## Instructions to follow
Each entry below is to be written out exactly, and the pictures are to be left out.

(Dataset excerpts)
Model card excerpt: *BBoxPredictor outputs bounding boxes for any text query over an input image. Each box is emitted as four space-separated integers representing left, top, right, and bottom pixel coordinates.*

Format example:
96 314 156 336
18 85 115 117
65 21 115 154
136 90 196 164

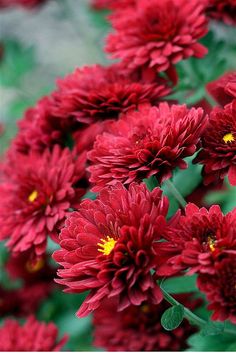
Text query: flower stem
165 179 187 208
204 90 218 107
161 287 205 326
161 287 236 335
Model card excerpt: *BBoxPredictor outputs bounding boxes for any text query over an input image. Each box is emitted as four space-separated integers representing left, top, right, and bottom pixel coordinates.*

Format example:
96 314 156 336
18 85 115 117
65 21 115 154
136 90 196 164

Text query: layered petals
88 103 207 191
53 183 169 317
194 100 236 185
156 204 236 276
0 145 87 257
93 295 200 351
0 316 67 351
106 0 208 74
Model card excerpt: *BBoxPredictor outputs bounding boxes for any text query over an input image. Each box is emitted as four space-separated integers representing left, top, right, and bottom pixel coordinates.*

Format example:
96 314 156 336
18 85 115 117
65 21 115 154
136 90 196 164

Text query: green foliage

## Answer space
Model card excerpt: *BBoxPredictor outputs bounding boxes for any text query over an input image. Each box is emitted as four space-separated integers representing left, top, right, and bottom pixel coordinates.*

Format example:
96 314 156 336
18 85 115 117
65 21 115 154
136 90 196 164

Text query: flower stem
165 179 187 208
204 90 218 107
161 287 205 326
161 287 236 335
Model card excerpt: *BBoxPredictor outputs bounding boxes for any text query over an input image. Each box is emitted as four space-separated integers representing left, top, right, and bottom pixel coordinates.*

Format example:
96 314 156 336
18 85 115 117
65 21 115 154
136 90 196 164

Text query: layered petals
88 103 207 191
53 183 169 317
194 100 236 185
156 204 236 276
0 145 87 257
93 295 200 351
0 316 67 351
106 0 208 74
Model card excerpt: *BBoxPredictor outputs bounding boxes for any text query over an input image. Each box is emitted as four space-separated integers representing left, top, right, and bottom pixel coordinates.*

Format example:
96 314 156 336
18 85 115 117
65 21 115 154
136 90 196 164

Text query: green foliage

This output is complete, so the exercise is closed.